_Challenge:_ Please copy the whole mailing list post on process spawning and shutdown below, word for word.

_Extracted text:_
[lldb-dev] Process spawning and shutdown

Wed Sep 17 15:11:24 PDT 2014

> On Sep 17, 2014, at 1:20 PM, Zachary Turner <zturner at google.com> wrote:
> 
> +Jim, since he looked at my previous HostThread patch and some others, and may have additional context.
> 
> Just to be explicit, are you saying that I should not refactor any of this code, or that it's fine as long as the Apple stuff remains functionally equivalent?

I was out of of the office during the last patch for the threads. I know Jim did work with you on that one. A few things from the last patch that made me worry about a Process equivalent:

class HostThread
{
  public:
    HostThread();
    HostThread(lldb::thread_t thread);

    Error Join(lldb::thread_result_t *result);
    Error Cancel();
    void Reset();
    lldb::thread_t Release();

    void SetState(ThreadState state);
    ThreadState GetState() const;
    HostNativeThreadBase &GetNativeThread();
    const HostNativeThreadBase &GetNativeThread() const;
    lldb::thread_result_t GetResult() const;

    bool EqualsThread(lldb::thread_t thread) const;

  private:
    std::shared_ptr<HostNativeThreadBase> m_native_thread;
};

Why is there a separate HostNativeThreadBase class? Why not just make have each host implement the calls required in HostThread in their own respective HostThread.cpp class? Now we just indirect all calls through another class when there really isn't a valid reason to do so IMHO.

Why is there a SetState() and GetState() here? We set this to running when the thread handle is valid, even though it has no bearing on if the thread is actually running or suspended? Can we remove this?

Everything else is ok. 

The fallout from this was now any code that used to just check if a thread was valid, are now doing:

bool
Communication::JoinReadThread (Error *error_ptr)
{
    if (m_read_thread.GetState() != eThreadStateRunning)
        return true;

    Error error = m_read_thread.Join(nullptr);
    m_read_thread.Reset();
    return error.Success();
}

Since this is now a class, we should probably just do:

bool
Communication::JoinReadThread (Error *error_ptr)

Point labeling entries:
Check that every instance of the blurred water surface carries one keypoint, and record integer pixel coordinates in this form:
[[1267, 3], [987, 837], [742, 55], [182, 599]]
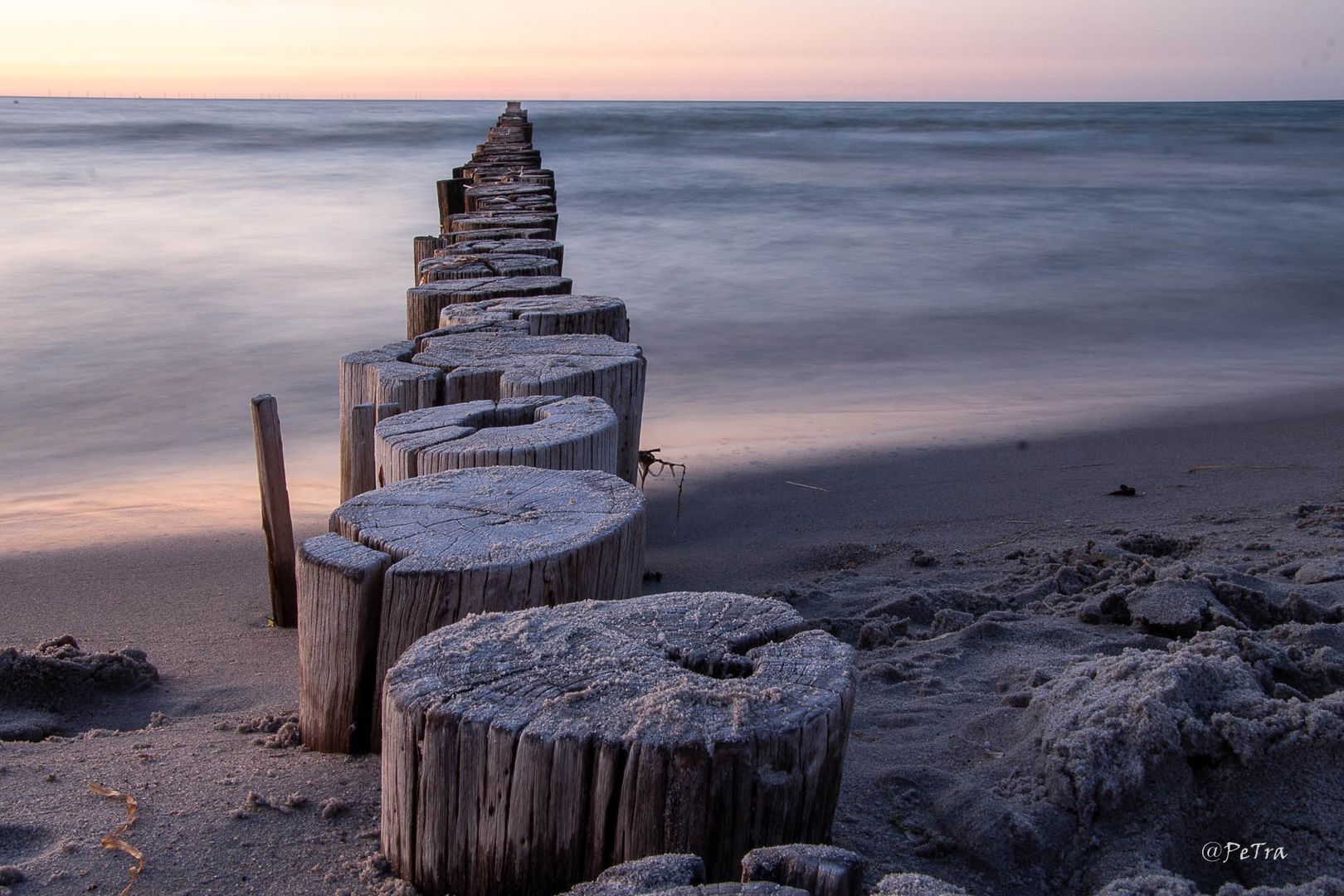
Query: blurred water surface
[[802, 275]]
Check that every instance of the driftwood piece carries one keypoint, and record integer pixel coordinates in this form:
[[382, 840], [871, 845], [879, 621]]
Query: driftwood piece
[[340, 592], [464, 266], [576, 433], [519, 204], [496, 219], [527, 751], [475, 195], [425, 303], [483, 175], [494, 366], [543, 247], [821, 871], [548, 314], [450, 197], [425, 247], [476, 540], [275, 522]]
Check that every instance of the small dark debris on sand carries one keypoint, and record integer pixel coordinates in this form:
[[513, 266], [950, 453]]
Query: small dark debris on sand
[[280, 730]]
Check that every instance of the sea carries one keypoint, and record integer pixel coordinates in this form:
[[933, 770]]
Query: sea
[[806, 278]]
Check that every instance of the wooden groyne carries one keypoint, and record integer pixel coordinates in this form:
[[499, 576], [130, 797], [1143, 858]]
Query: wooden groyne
[[475, 610]]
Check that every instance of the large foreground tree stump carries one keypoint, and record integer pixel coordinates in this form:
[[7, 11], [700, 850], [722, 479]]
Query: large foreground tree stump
[[576, 433], [425, 303], [502, 538], [494, 366], [548, 314], [527, 751], [477, 266]]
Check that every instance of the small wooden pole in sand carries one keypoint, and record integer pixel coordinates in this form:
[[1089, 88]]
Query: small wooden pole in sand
[[275, 512]]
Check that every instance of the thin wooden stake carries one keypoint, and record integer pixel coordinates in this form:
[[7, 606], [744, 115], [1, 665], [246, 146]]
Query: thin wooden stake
[[275, 512]]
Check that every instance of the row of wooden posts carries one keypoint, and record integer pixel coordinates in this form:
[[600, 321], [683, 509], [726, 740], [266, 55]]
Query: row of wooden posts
[[475, 611]]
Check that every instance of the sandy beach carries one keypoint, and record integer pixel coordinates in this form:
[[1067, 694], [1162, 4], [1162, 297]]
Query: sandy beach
[[960, 574]]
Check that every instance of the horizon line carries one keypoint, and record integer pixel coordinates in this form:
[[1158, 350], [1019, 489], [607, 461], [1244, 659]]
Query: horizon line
[[747, 100]]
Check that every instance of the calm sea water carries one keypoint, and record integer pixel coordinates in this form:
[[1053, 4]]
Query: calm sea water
[[802, 277]]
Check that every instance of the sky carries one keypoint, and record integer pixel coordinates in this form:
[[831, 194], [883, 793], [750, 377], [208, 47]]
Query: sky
[[923, 50]]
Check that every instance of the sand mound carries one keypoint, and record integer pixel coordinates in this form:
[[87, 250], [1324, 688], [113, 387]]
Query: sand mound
[[1113, 726], [38, 688]]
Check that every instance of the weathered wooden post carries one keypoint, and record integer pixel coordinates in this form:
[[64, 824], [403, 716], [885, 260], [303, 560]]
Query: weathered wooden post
[[527, 751], [821, 871], [548, 431], [476, 540], [492, 366], [275, 511], [425, 303]]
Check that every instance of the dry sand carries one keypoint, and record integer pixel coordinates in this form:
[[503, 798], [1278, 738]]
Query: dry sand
[[1004, 740]]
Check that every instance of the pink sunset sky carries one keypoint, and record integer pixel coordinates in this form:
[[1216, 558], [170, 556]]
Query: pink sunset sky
[[678, 50]]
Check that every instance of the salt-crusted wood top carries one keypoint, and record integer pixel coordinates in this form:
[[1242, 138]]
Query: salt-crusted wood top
[[487, 516], [537, 430], [665, 670]]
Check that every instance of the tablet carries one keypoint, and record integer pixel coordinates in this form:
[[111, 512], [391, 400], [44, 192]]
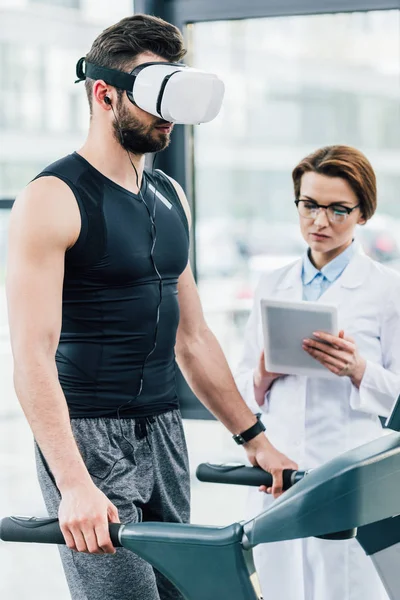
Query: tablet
[[285, 325]]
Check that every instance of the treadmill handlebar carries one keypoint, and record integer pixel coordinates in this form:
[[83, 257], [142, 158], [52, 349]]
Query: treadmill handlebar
[[42, 530], [238, 474]]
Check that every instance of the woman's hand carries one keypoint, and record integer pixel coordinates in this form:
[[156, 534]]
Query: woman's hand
[[339, 354], [263, 380]]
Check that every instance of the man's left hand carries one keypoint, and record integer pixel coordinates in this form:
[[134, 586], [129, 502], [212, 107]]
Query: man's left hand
[[261, 453], [339, 354]]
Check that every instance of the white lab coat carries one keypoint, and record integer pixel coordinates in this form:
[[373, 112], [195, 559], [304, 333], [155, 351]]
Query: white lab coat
[[312, 420]]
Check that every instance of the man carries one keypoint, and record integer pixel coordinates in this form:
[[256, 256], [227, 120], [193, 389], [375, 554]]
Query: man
[[100, 293]]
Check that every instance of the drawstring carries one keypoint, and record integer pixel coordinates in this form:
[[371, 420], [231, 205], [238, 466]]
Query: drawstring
[[144, 426]]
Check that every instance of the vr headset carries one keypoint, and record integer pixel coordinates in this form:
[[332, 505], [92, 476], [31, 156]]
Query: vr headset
[[172, 91]]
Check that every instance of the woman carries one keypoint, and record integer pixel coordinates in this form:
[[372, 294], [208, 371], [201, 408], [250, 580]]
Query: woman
[[314, 419]]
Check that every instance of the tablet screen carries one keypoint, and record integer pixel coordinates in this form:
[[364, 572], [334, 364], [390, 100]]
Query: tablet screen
[[285, 326]]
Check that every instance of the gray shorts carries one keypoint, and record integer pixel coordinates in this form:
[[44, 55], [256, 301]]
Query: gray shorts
[[149, 482]]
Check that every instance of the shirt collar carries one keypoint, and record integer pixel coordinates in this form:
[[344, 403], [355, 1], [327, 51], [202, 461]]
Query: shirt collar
[[332, 270]]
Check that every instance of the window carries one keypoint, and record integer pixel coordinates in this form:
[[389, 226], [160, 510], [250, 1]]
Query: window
[[293, 84]]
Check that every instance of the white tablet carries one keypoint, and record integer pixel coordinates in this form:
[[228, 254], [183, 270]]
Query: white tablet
[[285, 325]]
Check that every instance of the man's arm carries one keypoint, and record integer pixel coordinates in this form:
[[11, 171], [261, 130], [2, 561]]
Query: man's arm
[[205, 368], [45, 222]]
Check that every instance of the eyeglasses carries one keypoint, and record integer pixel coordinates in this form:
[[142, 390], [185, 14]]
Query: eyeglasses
[[336, 213]]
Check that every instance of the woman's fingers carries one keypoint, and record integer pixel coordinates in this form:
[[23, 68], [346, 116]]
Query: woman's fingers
[[327, 359], [344, 343], [327, 349]]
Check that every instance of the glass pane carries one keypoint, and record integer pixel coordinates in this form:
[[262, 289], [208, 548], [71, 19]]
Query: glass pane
[[293, 84]]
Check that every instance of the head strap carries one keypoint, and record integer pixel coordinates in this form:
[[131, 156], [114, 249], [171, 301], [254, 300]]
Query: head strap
[[118, 79]]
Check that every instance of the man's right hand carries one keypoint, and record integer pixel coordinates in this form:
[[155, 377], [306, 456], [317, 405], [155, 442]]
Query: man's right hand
[[84, 515], [263, 380]]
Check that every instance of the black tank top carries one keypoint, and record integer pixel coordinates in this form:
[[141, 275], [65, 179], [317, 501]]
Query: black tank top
[[111, 293]]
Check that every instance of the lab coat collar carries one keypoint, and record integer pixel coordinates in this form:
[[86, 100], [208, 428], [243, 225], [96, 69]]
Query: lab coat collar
[[352, 277]]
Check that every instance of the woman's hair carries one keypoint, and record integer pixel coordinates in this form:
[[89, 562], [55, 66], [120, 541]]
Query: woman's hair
[[345, 162], [118, 46]]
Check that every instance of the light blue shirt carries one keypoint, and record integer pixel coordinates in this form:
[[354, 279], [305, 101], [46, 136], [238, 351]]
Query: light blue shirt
[[315, 282]]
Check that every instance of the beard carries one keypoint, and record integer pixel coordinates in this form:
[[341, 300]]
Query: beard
[[136, 137]]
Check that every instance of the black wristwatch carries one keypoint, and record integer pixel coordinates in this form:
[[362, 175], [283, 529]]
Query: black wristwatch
[[251, 432]]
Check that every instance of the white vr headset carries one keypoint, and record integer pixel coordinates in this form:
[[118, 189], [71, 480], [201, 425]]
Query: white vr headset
[[172, 91]]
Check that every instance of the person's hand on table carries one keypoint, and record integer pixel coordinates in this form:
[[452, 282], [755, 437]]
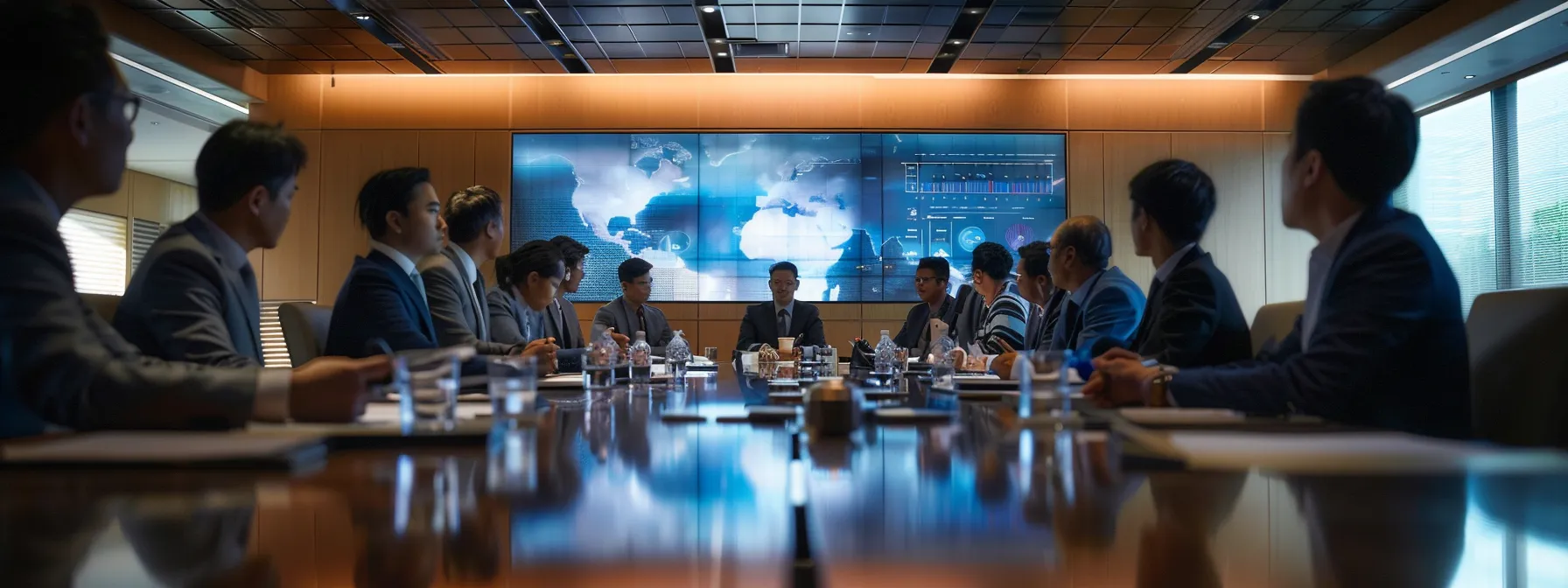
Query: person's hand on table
[[1120, 378], [334, 389]]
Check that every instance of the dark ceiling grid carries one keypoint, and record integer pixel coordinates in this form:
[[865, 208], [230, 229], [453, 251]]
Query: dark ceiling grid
[[960, 35]]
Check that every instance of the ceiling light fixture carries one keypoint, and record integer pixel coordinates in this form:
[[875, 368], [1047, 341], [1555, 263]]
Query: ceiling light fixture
[[170, 79], [1480, 45]]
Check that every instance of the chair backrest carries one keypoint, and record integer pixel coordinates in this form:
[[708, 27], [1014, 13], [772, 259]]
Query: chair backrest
[[1520, 366], [104, 304], [1274, 322], [304, 330]]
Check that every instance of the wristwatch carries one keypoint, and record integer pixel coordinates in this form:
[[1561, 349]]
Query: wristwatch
[[1159, 394]]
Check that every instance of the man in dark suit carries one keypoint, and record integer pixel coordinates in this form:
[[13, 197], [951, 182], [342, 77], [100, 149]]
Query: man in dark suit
[[784, 316], [631, 312], [453, 286], [1192, 317], [930, 283], [1104, 304], [193, 297], [383, 298], [1382, 340], [61, 364]]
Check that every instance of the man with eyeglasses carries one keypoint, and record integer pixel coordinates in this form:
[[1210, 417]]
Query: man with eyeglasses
[[631, 312], [930, 281], [784, 317], [61, 366]]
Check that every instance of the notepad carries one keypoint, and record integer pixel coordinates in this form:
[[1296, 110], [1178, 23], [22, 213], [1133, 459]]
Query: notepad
[[166, 449]]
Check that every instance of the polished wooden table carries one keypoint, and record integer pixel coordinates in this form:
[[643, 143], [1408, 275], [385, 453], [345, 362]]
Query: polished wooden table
[[606, 493]]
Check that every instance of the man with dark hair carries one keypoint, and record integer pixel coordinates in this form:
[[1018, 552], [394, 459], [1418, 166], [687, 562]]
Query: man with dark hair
[[1104, 304], [1382, 340], [784, 317], [453, 284], [1005, 316], [1192, 317], [60, 364], [193, 297], [930, 281], [629, 312], [384, 297]]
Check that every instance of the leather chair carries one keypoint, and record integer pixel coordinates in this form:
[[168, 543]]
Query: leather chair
[[1520, 366], [304, 330], [104, 304], [1274, 322]]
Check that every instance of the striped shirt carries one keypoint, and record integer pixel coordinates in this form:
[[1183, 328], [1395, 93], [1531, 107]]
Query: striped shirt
[[1005, 320]]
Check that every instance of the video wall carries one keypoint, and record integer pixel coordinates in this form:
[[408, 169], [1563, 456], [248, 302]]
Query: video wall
[[853, 211]]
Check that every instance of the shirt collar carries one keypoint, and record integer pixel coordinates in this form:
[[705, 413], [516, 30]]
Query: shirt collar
[[397, 256], [1330, 245], [472, 270], [1170, 263], [229, 251]]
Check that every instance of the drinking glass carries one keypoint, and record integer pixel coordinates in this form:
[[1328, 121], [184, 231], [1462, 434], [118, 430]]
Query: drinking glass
[[513, 386]]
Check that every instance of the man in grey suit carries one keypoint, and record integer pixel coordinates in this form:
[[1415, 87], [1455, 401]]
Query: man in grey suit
[[631, 312], [193, 297], [453, 284], [61, 364]]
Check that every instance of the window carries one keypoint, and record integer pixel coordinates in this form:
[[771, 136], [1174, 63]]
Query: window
[[1544, 178], [1452, 190], [96, 243]]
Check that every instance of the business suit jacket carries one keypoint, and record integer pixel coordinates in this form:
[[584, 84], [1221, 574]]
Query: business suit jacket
[[1109, 316], [916, 325], [378, 301], [761, 325], [1192, 317], [63, 364], [451, 294], [1388, 348], [187, 301], [620, 316]]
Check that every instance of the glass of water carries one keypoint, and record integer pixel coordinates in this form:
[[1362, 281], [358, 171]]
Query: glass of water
[[429, 389], [513, 386]]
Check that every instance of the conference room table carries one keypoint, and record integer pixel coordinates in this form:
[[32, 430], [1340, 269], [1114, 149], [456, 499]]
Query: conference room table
[[612, 490]]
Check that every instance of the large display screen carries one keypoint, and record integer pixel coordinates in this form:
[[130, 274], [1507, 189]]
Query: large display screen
[[853, 211]]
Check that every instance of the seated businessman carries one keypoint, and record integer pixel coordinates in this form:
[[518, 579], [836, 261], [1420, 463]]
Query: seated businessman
[[453, 286], [61, 366], [631, 312], [1104, 304], [1382, 340], [383, 298], [930, 283], [784, 316], [1192, 317], [193, 297]]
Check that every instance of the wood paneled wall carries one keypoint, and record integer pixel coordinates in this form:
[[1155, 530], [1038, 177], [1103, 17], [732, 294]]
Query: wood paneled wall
[[459, 128]]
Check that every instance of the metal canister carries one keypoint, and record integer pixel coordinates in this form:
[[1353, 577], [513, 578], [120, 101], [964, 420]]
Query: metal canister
[[833, 408]]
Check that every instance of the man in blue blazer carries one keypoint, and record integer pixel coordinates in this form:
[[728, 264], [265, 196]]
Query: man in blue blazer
[[195, 297], [781, 317], [1382, 340], [1104, 304], [384, 295]]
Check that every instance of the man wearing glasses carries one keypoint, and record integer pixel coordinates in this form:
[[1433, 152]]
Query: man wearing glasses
[[784, 317], [930, 283]]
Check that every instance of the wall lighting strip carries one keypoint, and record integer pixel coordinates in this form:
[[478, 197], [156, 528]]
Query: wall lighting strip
[[1482, 45], [193, 90]]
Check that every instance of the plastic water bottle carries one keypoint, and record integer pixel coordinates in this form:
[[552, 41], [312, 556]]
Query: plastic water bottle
[[886, 354], [641, 356], [676, 354]]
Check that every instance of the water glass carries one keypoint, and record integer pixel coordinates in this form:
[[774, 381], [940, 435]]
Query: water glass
[[513, 386], [427, 383]]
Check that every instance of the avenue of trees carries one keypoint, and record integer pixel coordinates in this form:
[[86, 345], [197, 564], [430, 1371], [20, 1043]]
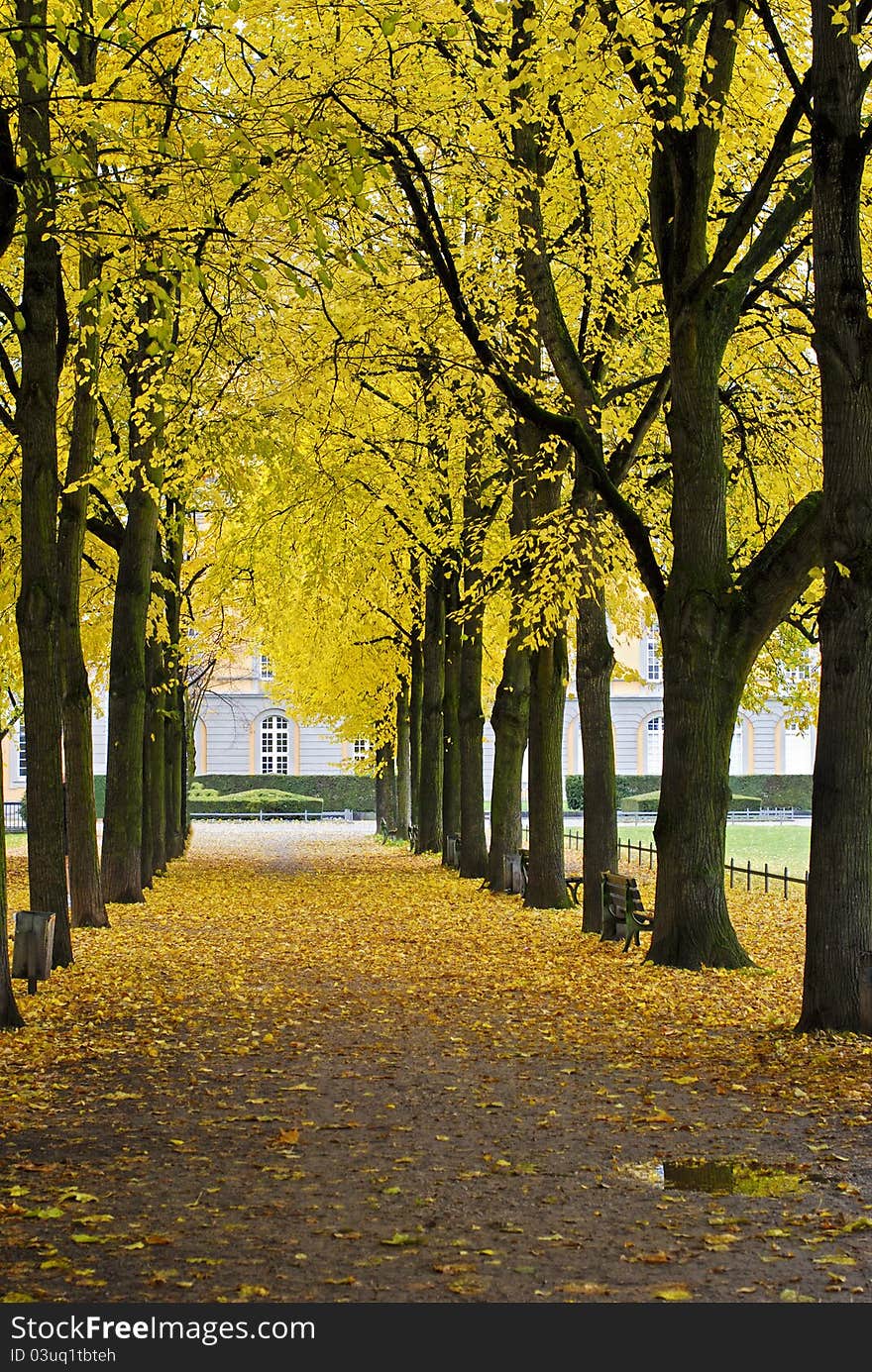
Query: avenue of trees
[[423, 348]]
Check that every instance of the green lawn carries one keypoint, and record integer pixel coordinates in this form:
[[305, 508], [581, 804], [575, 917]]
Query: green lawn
[[780, 845]]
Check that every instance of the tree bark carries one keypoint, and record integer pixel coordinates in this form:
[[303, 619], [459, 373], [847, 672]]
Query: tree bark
[[416, 694], [473, 834], [154, 767], [173, 720], [431, 734], [509, 720], [404, 760], [123, 823], [384, 790], [87, 904], [451, 711], [594, 667], [839, 890], [10, 1014], [547, 866], [36, 424]]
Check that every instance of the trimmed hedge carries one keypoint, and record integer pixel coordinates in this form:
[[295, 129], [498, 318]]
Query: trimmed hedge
[[342, 792], [773, 792], [237, 805]]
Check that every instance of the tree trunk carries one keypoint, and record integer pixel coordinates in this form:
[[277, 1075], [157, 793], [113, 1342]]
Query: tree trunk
[[431, 733], [384, 790], [701, 698], [451, 712], [36, 423], [87, 904], [547, 868], [473, 834], [154, 767], [509, 722], [839, 890], [173, 722], [702, 683], [404, 762], [123, 823], [594, 667], [416, 697], [10, 1014]]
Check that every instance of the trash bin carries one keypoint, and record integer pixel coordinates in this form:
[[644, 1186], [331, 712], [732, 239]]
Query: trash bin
[[32, 950]]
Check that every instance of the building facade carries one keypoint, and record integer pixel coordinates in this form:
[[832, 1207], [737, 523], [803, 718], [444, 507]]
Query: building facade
[[245, 730]]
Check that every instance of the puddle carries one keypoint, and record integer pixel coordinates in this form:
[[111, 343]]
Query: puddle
[[725, 1176]]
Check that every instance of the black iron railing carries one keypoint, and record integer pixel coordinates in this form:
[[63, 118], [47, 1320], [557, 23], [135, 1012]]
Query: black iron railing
[[644, 855]]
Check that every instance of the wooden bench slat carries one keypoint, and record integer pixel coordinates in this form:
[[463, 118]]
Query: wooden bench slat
[[622, 905]]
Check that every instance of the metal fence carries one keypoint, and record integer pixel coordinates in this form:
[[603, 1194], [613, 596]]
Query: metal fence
[[644, 855]]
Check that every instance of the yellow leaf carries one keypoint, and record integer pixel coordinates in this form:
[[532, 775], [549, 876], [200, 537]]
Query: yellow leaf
[[673, 1294]]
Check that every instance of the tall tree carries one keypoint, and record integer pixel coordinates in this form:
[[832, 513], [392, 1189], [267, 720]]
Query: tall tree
[[42, 331], [839, 890]]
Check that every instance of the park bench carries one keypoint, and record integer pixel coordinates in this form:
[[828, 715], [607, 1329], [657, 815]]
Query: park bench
[[573, 881], [623, 912]]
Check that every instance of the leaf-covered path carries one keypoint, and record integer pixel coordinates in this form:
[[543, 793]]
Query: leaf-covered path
[[317, 1069]]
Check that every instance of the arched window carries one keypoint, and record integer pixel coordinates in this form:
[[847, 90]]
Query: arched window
[[273, 744], [22, 752], [798, 751], [654, 745], [736, 751], [654, 662]]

_Result of the exercise:_
[lldb-dev] Process spawning and shutdown

Wed Sep 17 15:11:24 PDT 2014

> On Sep 17, 2014, at 1:20 PM, Zachary Turner <zturner at google.com> wrote:
> 
> +Jim, since he looked at my previous HostThread patch and some others, and may have additional context.
> 
> Just to be explicit, are you saying that I should not refactor any of this code, or that it's fine as long as the Apple stuff remains functionally equivalent?

I was out of of the office during the last patch for the threads. I know Jim did work with you on that one. A few things from the last patch that made me worry about a Process equivalent:

class HostThread
{
  public:
    HostThread();
    HostThread(lldb::thread_t thread);

    Error Join(lldb::thread_result_t *result);
    Error Cancel();
    void Reset();
    lldb::thread_t Release();

    void SetState(ThreadState state);
    ThreadState GetState() const;
    HostNativeThreadBase &GetNativeThread();
    const HostNativeThreadBase &GetNativeThread() const;
    lldb::thread_result_t GetResult() const;

    bool EqualsThread(lldb::thread_t thread) const;

  private:
    std::shared_ptr<HostNativeThreadBase> m_native_thread;
};

Why is there a separate HostNativeThreadBase class? Why not just make have each host implement the calls required in HostThread in their own respective HostThread.cpp class? Now we just indirect all calls through another class when there really isn't a valid reason to do so IMHO.

Why is there a SetState() and GetState() here? We set this to running when the thread handle is valid, even though it has no bearing on if the thread is actually running or suspended? Can we remove this?

Everything else is ok. 

The fallout from this was now any code that used to just check if a thread was valid, are now doing:

bool
Communication::JoinReadThread (Error *error_ptr)
{
    if (m_read_thread.GetState() != eThreadStateRunning)
        return true;

    Error error = m_read_thread.Join(nullptr);
    m_read_thread.Reset();
    return error.Success();
}

Since this is now a class, we should probably just do:

bool
Communication::JoinReadThread (Error *error_ptr)